WRITTEN EXERCISE 1: According to the bug report below, which Cocoon release was used to reproduce the behavior?

TEXT PROVIDED:
Requesting the url 'http://localhost:8888/hang' with a web-
browser should return: '123'
5) Now run a http benchmarking tool (ab for instance) with multiple
concurrent requests against the above page, for example:
ab -n 100 -c 5 http://localhost:8888/hang
This should launch 5 concurrent, and 100 total, requests.
See what happens! (Timeout?)
Try to reload the http://localhost:8888/hang url with your
web-browser, and see what happens! (Timeout?)
Wait a few minutes, a few hours or a few days, try to access
the above url again, and see what happens! (Timeout?)
Actual Results:
---------------
Any subsequent request to the above url, or more generally
to a page which requires a database connection from the pool
('dbpool' in the example) will hang forever!
In a dynamic webapp, where every page request requires accessing
the database, the above situation will result in a hang of your
whole webapp ...until you restart Cocoon.
Expected Results:
-----------------
123 ;-)
It is acceptable for the webapp to respond slowly, or to timeout/
complain about requests which cannot be handled under heavy load!
But the webapp should not hang forever, requiring a restart of
Cocoon!
Build Date & Platform:
----------------------
I reproduced the behaviour with the current Cocoon 2.1.7 release
on both WinXP and Linux RedHat, running Java 1.4.2, and with
PostgreSQL 7.4.6 and Oracle9i as database backends.
Given the diversity of OSes and DBs, it really doesn't smell
like a platform-related problem!
Additional Information:
-----------------------
Included is the post I made to the users@cocoon.apache.org list
prior to writing this bug report.
It describes the problem in more detail, a brutal workaround,
and a possible explanation of what is happening:
----------------------------------------------------------------------------
Hello again,
The deadlock situation you describe is a plausible explanation for the
experienced Cocoon 'hangs'!

DATASET EXTRACT:
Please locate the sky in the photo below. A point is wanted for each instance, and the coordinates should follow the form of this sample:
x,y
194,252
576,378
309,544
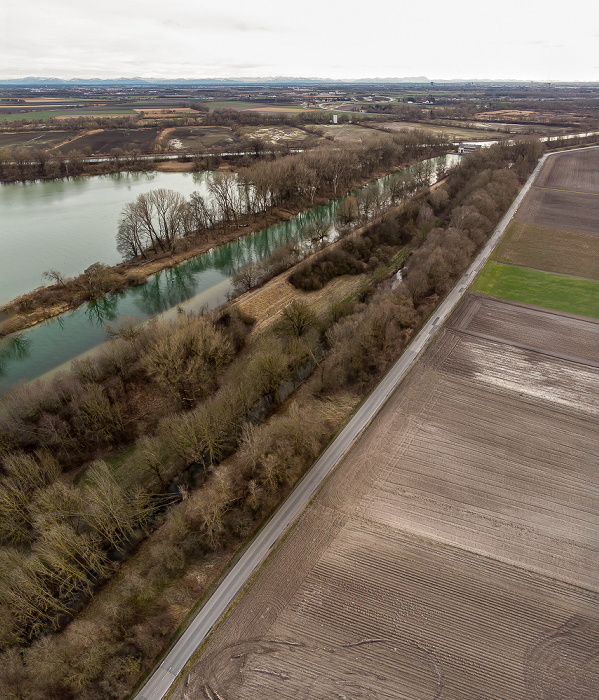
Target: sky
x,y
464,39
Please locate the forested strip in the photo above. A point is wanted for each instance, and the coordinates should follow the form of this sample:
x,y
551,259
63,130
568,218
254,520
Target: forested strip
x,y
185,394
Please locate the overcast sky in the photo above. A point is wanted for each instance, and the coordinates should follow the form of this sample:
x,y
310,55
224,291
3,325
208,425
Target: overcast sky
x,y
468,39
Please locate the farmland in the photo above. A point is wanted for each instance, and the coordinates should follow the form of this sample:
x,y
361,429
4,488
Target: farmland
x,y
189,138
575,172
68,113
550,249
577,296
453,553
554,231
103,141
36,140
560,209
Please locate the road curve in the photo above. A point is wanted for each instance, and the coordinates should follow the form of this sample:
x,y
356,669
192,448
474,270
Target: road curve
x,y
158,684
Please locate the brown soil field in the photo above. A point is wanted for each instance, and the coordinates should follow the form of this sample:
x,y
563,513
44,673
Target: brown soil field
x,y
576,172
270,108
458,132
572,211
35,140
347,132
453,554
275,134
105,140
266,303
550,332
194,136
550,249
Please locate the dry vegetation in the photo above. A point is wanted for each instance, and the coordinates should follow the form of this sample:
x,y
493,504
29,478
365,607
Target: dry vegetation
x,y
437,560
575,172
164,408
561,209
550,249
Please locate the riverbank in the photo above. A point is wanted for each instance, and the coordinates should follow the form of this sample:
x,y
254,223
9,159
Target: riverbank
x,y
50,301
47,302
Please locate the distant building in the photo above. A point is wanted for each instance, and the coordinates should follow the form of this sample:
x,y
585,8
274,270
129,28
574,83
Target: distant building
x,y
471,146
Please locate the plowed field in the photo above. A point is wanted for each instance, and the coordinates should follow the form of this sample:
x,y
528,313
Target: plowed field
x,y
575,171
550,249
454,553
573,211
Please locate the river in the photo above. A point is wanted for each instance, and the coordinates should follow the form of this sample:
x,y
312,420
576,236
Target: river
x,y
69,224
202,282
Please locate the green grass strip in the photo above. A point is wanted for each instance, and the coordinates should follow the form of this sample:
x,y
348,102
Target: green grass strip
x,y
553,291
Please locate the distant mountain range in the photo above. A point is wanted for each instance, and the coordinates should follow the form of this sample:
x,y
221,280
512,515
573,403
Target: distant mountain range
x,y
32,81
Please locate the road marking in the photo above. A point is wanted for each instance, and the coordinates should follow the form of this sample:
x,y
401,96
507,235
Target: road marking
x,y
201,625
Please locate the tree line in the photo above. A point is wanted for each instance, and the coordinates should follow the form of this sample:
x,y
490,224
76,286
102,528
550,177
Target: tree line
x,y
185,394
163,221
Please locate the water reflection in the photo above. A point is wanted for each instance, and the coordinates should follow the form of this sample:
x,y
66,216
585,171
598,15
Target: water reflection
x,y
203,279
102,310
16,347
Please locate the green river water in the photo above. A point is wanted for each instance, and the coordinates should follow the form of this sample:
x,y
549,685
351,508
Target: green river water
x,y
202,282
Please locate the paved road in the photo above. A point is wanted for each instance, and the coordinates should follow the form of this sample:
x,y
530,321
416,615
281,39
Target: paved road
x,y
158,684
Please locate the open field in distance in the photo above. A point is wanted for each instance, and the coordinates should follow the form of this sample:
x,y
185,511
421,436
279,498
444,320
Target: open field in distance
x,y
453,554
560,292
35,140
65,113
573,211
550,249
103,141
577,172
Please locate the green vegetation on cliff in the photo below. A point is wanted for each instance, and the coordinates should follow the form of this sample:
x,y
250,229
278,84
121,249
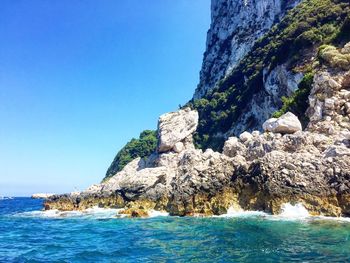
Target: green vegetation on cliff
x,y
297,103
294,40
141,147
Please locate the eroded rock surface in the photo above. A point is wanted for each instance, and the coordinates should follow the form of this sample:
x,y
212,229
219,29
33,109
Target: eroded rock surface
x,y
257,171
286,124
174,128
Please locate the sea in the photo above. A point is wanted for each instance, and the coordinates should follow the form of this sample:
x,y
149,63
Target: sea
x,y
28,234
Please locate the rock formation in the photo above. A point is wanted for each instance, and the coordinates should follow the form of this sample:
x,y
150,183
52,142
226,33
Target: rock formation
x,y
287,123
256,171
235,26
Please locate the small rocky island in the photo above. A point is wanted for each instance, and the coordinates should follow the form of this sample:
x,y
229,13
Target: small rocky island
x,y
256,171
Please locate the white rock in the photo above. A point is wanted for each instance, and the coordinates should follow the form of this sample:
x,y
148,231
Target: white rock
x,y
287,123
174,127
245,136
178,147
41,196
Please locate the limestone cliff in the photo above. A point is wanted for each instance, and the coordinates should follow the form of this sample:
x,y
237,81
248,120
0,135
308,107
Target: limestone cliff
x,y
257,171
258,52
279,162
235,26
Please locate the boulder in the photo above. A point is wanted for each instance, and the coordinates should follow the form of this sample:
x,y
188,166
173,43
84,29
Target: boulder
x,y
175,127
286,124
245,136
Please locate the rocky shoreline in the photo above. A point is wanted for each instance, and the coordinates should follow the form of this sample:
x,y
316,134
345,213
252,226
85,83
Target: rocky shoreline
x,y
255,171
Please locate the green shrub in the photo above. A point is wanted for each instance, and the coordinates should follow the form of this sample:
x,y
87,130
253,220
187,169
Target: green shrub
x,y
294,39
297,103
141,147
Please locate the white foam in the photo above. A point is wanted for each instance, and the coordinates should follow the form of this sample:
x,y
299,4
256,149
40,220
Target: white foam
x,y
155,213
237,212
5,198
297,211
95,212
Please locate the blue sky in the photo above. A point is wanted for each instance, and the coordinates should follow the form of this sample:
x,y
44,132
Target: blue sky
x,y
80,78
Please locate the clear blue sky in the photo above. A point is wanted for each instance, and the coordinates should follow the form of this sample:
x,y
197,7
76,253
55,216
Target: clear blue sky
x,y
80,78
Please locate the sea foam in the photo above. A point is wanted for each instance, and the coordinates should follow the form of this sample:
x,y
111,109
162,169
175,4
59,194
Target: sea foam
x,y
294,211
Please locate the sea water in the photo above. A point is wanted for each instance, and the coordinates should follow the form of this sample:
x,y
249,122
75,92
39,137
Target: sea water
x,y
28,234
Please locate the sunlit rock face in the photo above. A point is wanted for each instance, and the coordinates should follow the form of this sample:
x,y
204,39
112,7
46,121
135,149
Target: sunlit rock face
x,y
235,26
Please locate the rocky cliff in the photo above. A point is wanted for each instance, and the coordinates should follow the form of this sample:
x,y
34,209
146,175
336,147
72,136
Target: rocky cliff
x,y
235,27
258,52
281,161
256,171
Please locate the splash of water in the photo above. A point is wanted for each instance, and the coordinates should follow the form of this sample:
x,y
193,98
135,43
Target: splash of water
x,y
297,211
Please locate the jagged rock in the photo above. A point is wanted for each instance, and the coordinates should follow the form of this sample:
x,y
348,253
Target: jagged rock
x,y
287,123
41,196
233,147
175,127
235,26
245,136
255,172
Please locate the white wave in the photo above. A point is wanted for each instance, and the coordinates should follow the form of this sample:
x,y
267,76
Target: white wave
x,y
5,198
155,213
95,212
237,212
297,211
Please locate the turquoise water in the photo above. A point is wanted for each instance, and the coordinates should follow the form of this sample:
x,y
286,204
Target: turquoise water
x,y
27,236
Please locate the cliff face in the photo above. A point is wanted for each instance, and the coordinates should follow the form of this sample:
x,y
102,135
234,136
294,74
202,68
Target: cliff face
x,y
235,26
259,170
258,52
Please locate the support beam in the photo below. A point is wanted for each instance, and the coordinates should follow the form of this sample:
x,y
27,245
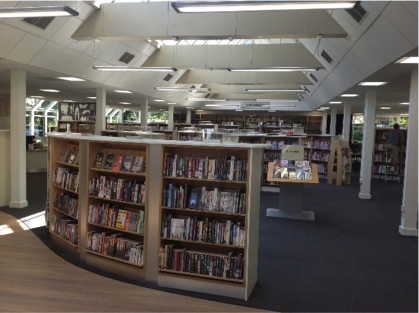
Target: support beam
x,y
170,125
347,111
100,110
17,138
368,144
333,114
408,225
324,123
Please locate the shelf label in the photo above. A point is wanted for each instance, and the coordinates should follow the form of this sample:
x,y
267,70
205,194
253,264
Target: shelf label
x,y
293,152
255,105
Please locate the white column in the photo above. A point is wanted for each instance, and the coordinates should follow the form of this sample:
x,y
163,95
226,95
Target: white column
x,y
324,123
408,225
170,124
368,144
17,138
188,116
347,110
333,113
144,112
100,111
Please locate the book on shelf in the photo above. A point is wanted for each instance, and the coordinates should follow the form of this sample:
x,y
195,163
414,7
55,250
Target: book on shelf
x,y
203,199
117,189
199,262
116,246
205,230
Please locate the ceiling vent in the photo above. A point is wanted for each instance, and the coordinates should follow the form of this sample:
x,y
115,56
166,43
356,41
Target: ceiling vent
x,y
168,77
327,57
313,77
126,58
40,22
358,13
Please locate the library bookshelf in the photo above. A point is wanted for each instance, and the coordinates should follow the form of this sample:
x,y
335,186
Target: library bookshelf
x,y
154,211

---

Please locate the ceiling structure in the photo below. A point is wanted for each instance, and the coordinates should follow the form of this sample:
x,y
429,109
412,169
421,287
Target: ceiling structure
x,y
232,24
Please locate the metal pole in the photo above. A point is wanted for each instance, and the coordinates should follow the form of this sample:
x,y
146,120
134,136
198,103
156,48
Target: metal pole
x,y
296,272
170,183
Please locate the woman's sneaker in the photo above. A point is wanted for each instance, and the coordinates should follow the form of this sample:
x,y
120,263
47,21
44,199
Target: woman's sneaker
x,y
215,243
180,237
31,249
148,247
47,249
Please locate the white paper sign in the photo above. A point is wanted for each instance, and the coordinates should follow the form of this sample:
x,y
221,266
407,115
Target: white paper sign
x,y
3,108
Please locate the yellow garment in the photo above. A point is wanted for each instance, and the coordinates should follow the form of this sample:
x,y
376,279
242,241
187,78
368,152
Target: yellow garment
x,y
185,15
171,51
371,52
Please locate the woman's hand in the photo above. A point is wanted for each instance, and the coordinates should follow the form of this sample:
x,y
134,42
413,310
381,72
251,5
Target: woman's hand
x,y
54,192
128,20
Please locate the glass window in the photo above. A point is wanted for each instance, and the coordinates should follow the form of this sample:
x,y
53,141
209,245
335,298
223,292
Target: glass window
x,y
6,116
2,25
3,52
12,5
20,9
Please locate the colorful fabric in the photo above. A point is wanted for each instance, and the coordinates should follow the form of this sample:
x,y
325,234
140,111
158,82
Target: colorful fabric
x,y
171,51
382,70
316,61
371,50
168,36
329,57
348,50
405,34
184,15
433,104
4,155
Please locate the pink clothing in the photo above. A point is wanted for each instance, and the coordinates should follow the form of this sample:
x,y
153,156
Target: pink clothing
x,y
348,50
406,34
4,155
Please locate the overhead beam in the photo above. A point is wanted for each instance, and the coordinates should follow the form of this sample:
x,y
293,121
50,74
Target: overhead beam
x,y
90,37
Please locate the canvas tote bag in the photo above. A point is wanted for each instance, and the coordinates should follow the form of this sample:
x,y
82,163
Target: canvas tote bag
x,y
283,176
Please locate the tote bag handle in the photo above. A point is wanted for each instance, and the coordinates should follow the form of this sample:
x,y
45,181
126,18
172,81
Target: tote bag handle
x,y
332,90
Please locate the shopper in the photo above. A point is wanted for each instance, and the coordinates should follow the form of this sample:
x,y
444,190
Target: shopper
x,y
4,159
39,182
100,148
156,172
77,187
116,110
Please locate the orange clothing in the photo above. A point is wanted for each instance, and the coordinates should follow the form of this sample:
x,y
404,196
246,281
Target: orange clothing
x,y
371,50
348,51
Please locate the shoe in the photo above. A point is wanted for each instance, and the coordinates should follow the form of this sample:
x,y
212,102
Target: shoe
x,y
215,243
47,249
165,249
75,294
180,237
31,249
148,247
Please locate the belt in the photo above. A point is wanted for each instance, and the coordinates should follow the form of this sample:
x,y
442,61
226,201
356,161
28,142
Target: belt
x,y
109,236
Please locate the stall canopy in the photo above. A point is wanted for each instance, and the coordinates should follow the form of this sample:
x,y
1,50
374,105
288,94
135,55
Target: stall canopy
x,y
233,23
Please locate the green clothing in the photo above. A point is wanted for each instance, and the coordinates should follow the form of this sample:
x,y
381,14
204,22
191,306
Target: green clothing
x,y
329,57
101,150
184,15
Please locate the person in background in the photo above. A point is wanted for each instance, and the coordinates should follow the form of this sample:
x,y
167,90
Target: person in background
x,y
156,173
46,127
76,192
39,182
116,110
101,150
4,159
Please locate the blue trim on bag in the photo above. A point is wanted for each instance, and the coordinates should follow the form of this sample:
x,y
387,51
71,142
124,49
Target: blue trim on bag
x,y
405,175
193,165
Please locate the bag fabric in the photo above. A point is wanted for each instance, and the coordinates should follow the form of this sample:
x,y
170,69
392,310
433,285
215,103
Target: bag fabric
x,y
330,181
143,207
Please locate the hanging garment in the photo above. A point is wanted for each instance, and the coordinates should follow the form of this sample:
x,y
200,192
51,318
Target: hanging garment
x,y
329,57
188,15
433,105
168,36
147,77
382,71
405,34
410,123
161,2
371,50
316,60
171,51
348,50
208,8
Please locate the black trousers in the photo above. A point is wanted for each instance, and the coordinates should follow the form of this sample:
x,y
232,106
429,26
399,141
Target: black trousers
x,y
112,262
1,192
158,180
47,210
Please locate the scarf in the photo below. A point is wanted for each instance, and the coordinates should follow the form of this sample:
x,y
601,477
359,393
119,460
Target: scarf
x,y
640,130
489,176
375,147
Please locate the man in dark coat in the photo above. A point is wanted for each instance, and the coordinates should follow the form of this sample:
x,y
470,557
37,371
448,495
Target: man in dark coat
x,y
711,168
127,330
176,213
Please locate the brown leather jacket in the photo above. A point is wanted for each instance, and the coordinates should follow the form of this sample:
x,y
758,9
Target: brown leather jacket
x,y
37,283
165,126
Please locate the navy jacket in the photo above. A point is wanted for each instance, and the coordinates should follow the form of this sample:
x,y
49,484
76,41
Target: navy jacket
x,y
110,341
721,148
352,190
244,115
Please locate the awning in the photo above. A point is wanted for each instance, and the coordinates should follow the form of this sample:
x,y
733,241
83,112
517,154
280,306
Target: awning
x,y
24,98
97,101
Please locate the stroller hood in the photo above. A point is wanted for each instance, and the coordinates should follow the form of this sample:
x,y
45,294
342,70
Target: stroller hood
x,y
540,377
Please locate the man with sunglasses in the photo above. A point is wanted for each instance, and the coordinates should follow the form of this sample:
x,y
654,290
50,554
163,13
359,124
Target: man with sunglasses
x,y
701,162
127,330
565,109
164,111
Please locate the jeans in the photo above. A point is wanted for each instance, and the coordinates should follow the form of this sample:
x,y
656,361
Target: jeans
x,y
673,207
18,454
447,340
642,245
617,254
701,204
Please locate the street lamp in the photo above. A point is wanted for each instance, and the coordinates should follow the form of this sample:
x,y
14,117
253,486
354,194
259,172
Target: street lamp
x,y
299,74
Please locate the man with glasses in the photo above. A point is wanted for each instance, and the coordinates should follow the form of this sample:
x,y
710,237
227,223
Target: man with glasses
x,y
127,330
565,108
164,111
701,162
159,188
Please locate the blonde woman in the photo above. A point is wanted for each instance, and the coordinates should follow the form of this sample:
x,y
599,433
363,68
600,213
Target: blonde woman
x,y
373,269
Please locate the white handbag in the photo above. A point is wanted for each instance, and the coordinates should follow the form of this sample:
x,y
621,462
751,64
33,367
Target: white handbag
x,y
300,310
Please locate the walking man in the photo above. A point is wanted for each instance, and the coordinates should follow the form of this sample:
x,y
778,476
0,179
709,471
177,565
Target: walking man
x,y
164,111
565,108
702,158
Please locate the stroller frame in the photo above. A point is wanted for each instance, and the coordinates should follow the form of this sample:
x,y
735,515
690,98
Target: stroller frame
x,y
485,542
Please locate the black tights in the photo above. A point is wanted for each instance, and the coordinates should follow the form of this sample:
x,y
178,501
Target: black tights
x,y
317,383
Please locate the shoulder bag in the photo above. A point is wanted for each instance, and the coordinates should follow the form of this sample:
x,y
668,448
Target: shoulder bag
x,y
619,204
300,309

* * *

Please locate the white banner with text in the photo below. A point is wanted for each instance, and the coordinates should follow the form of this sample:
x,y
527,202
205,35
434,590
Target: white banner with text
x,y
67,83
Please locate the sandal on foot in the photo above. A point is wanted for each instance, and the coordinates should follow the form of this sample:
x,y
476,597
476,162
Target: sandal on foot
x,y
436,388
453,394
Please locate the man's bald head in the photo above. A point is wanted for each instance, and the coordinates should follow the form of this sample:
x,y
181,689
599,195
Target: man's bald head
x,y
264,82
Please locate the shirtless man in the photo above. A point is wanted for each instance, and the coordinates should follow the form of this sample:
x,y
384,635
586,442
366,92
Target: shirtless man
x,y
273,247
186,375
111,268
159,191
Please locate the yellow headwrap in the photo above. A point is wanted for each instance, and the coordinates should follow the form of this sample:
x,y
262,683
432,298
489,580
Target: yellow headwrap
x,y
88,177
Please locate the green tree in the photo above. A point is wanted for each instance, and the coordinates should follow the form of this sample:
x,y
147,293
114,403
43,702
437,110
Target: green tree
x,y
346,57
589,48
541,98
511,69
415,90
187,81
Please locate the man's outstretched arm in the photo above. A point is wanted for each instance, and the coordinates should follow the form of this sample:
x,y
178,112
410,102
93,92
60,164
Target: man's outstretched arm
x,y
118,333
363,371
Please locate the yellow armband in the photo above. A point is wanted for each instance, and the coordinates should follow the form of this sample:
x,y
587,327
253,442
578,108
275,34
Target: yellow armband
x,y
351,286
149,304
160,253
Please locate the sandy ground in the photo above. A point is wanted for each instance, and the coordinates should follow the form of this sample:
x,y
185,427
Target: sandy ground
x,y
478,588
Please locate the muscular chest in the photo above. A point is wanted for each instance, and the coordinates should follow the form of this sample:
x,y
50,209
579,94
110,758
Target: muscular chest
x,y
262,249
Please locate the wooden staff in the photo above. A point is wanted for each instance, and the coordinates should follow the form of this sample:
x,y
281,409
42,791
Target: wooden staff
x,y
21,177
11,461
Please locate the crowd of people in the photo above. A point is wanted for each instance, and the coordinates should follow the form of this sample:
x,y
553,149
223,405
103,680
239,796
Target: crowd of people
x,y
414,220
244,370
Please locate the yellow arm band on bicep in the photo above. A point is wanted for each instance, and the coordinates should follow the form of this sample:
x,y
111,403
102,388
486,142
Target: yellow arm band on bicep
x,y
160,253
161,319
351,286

WRITTEN EXERCISE 2: Which lines in the rows above contain the string "background"? Extract every one of them.

RESPONSE 1: Cocoon 2.1.7

RESPONSE 2:
Please locate the person in background in the photo above. A point is wanted for each instance, and the coordinates should follow the form of this sample:
Target: person in background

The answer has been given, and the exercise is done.